■ Stated exercise
Check whether each statement agrees with the forum thread below, answering yes or no and quoting the deciding words: (a) the game has seven participants; (b) Vertexx69 has already added the Spellcraft bonus; (c) Vertexx69 has RoW.

Sorry Ivid, but with 7 participants I'm going to have to say no.  I will be happy to consider you as fist alternate if anyone backs out or goes awol.


----------



## Vertexx69 (Jun 4, 2008)

Halford said:
			
		

> Can you explain your Spot and Listen numbers to me please? Remember they are cross class skills, I know you have Alertness and your Elven plus, but they don't seem to add up.
> 
> What is your Precocious Appretice Spell?  And did you include the +2 bonus to Spellcraft?
> 
> ...



I don't know where I read it, but I seem to recall that any skill a toon has a racial mod for is always considered a class skill (plus a typo).

I was thinking about  fireburst (SC p.93) as his PA spell, and no I haven't add in the SC bonus yet.

I don't have RoW so thats that.

■ Data entries

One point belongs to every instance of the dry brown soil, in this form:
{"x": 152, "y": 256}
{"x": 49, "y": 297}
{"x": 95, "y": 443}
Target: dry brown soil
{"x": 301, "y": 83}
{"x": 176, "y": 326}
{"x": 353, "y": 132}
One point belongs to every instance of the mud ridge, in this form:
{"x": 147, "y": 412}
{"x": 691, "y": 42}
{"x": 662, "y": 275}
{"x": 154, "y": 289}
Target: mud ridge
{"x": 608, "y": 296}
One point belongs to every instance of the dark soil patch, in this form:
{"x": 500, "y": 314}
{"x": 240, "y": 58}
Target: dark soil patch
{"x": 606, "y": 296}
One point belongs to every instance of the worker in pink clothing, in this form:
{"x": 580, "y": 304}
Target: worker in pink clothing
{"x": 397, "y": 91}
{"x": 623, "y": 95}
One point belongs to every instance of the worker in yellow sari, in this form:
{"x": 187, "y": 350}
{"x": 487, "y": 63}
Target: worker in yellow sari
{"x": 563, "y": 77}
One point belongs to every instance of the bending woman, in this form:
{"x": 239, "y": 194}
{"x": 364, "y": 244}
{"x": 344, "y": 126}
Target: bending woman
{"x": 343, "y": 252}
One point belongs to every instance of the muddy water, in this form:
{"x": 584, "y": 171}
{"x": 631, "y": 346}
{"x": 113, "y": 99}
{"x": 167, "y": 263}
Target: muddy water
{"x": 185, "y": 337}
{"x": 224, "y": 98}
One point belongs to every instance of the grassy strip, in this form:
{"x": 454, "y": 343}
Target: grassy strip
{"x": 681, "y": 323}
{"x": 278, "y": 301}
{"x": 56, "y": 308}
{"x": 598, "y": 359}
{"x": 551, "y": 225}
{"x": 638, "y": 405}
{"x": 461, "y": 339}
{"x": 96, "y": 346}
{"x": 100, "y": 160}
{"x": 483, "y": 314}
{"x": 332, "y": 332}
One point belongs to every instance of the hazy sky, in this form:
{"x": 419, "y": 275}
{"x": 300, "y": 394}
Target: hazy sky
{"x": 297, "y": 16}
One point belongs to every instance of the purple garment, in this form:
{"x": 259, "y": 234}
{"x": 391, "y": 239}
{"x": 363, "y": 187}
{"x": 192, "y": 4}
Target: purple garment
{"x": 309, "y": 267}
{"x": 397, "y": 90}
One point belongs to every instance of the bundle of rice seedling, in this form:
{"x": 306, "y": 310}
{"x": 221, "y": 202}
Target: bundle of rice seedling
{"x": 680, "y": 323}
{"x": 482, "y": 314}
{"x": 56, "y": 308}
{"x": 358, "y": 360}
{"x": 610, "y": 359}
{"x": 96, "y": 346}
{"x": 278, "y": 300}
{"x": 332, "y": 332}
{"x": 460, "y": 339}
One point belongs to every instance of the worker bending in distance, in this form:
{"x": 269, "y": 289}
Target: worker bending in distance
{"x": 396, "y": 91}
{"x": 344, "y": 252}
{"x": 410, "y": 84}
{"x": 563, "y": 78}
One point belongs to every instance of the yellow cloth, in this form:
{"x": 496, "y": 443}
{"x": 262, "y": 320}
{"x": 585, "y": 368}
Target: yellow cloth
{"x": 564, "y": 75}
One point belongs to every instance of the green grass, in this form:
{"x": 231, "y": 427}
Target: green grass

■ Complete output
(a) Yes: "with 7 participants I'm going to have to say no."
(b) No: "no I haven't add in the SC bonus yet."
(c) No: "I don't have RoW so thats that."